__STATED EXERCISE__: Could you rewrite the rows below with every "integer pixel coordinates" changed to "whole-number pixel coordinates" and nothing else altered?

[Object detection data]

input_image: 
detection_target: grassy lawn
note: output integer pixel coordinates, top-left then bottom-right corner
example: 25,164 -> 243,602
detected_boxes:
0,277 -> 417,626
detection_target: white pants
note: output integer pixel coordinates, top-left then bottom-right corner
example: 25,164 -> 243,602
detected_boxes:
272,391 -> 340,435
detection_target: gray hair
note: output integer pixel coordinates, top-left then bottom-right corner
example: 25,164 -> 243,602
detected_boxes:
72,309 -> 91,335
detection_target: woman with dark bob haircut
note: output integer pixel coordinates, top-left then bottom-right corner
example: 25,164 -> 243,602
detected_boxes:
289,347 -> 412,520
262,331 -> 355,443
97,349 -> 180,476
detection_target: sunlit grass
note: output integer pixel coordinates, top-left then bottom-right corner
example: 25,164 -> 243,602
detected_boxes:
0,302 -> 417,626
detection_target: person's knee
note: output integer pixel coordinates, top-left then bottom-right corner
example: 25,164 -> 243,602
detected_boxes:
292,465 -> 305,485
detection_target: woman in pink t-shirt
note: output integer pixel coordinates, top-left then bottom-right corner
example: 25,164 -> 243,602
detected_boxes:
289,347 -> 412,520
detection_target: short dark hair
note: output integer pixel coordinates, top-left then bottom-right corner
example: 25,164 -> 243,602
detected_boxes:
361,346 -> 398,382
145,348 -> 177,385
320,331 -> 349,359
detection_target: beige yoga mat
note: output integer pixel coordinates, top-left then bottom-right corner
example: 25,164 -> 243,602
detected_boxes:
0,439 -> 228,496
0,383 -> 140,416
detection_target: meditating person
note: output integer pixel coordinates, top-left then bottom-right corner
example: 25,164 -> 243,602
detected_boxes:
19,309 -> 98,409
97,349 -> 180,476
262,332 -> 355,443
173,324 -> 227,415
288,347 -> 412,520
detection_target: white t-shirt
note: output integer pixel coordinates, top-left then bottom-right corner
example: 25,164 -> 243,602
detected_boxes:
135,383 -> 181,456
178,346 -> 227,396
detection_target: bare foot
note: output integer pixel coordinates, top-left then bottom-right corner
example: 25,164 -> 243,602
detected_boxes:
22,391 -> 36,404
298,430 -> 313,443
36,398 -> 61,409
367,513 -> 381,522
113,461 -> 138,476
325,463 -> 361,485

__REPLY TO THE TASK__:
input_image: 
detection_target: grassy lawn
note: output whole-number pixel coordinates, top-left then bottom-right corner
example: 25,164 -> 243,602
detected_boxes:
0,277 -> 417,626
detection_target: white pants
note: output whole-number pixel coordinates, top-left then bottom-right corner
example: 25,164 -> 243,602
detected_boxes:
272,391 -> 340,435
detection_target: gray hair
note: output whole-number pixel coordinates, top-left then bottom-right corner
example: 25,164 -> 243,602
detected_boxes:
72,309 -> 91,335
detection_target: woman with dark bob haircut
note: output whole-number pixel coordinates, top-left then bottom-right corner
example: 25,164 -> 243,602
detected_boxes:
289,347 -> 412,520
262,331 -> 355,443
97,349 -> 180,476
detection_target: sunlit grass
note: output whole-number pixel coordinates, top-left then bottom-right corner
example: 25,164 -> 243,602
detected_boxes:
0,302 -> 417,626
detection_target: person's knee
note: output whole-number pixel coordinates, top-left then bottom-right corner
example: 25,164 -> 243,602
detected_boxes:
292,465 -> 305,485
detection_target: woman in pink t-shirt
note: output whole-number pixel coordinates, top-left then bottom-right corner
example: 25,164 -> 243,602
detected_boxes:
289,347 -> 412,520
detection_target: short dark hair
note: output whole-number pixel coordinates, top-left then bottom-right corner
example: 25,164 -> 243,602
detected_boxes:
361,346 -> 398,382
145,348 -> 177,385
320,331 -> 349,359
detection_target: beige yoga mat
note: output whole-number pixel coordinates, top-left then bottom-right corner
example: 25,164 -> 243,602
detected_boxes:
0,439 -> 228,496
0,383 -> 140,416
detection_target: meditating person
note: output whole-number pixel coordinates, top-left then bottom-right corner
example: 25,164 -> 243,602
detected_boxes:
19,309 -> 98,409
97,349 -> 180,476
262,332 -> 355,443
173,324 -> 227,415
288,347 -> 412,520
detection_target: white t-shirt
note: output whole-number pixel coordinates, top-left then bottom-right corner
example: 25,164 -> 243,602
detected_boxes:
135,383 -> 181,456
178,346 -> 227,396
detection_target: bare foot
note: output whole-number pixel coordinates, top-left then bottom-right corner
example: 25,164 -> 243,602
detected_boxes:
22,391 -> 36,404
298,430 -> 313,443
36,398 -> 61,409
367,513 -> 381,522
113,461 -> 138,476
325,463 -> 361,485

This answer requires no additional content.